The request — Your task is to repeat the records exactly from the line containing "Point to the rear quarter" onward, through the final line.

Records supplied —
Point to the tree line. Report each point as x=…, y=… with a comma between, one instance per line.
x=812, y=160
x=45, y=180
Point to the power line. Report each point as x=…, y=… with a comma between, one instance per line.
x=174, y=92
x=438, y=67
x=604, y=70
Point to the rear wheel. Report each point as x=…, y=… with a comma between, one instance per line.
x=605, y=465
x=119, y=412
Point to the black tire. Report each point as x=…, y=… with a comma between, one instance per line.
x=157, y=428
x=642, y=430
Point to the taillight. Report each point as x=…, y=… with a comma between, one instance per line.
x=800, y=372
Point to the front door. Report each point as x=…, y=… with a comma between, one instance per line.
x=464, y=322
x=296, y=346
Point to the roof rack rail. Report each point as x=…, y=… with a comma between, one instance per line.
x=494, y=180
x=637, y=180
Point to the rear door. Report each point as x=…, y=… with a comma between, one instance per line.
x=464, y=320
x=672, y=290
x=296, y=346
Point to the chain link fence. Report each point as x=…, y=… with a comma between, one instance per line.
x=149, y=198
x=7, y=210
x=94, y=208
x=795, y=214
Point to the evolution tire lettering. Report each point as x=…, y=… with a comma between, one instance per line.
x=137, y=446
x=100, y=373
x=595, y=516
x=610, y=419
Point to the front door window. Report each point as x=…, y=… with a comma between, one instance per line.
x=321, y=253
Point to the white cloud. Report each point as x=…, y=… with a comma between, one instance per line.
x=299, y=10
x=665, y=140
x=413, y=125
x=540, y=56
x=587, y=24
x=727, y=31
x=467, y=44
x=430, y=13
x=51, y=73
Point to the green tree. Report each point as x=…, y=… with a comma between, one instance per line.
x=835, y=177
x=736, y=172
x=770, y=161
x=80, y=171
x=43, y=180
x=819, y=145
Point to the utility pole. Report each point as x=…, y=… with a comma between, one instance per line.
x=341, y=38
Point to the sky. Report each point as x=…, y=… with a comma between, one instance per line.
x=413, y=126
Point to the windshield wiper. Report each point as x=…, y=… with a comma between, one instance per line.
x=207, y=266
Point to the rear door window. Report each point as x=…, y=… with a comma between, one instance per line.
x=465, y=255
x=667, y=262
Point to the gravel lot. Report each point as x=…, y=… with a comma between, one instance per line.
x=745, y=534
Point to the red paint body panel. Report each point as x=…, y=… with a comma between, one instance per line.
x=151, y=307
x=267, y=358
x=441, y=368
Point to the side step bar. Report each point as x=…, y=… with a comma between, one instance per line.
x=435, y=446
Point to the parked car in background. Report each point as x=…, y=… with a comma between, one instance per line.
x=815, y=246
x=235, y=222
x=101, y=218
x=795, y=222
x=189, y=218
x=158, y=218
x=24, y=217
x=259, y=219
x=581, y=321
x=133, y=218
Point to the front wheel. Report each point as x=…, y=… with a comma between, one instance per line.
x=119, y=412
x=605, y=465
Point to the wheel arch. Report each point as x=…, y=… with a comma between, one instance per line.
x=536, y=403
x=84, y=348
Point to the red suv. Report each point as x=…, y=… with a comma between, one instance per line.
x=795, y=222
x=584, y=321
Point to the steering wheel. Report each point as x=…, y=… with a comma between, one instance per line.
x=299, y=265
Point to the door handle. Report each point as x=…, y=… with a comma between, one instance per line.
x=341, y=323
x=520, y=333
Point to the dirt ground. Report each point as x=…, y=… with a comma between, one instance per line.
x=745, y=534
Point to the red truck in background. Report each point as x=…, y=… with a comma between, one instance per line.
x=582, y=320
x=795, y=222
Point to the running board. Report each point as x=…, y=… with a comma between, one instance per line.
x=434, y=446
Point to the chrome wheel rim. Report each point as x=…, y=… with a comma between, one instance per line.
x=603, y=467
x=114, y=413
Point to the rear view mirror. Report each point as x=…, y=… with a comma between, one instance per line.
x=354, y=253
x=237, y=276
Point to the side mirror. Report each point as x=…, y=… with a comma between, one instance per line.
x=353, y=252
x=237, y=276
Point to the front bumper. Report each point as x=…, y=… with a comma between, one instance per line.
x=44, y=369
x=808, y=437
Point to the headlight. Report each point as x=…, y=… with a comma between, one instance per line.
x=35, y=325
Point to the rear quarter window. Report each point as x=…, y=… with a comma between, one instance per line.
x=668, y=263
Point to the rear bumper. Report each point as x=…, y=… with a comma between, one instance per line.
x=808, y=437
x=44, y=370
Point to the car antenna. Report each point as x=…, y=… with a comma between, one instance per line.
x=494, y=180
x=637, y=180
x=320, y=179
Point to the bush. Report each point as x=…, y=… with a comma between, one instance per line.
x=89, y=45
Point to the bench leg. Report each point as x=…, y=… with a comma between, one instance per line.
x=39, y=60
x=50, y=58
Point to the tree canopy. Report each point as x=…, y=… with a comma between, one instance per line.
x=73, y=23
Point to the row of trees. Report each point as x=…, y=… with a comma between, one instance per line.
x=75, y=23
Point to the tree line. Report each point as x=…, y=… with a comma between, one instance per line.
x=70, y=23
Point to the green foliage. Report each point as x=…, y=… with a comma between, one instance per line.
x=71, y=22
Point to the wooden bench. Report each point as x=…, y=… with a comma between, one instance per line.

Exercise answer —
Point to the rear quarter window. Report each point as x=…, y=… with a comma between, one instance per line.
x=668, y=263
Point to the rear bumper. Report each point as x=…, y=… with a comma between, one instance per line.
x=808, y=437
x=44, y=370
Point to the car antenna. Report each point as x=…, y=… with a comma between, one instance per line.
x=494, y=180
x=637, y=180
x=320, y=179
Point to the bush. Report each point as x=…, y=… with a comma between, one instance per line.
x=89, y=45
Point to the bench leg. Report each point as x=…, y=… with a comma between, one instance per line.
x=39, y=60
x=50, y=58
Point to the tree canopy. Report each point as x=…, y=… with a comma between, one instance per line.
x=73, y=23
Point to the row of trees. Report each point as x=…, y=… with a comma between, one instance per line.
x=75, y=23
Point to the tree line. Report each point as x=…, y=… with a comma between, one instance per line.
x=70, y=23
Point to the green foliage. Report each point as x=…, y=… with a comma between, one instance per line.
x=71, y=22
Point to the wooden bench. Report each point as x=…, y=… with a comma between, one instance per line.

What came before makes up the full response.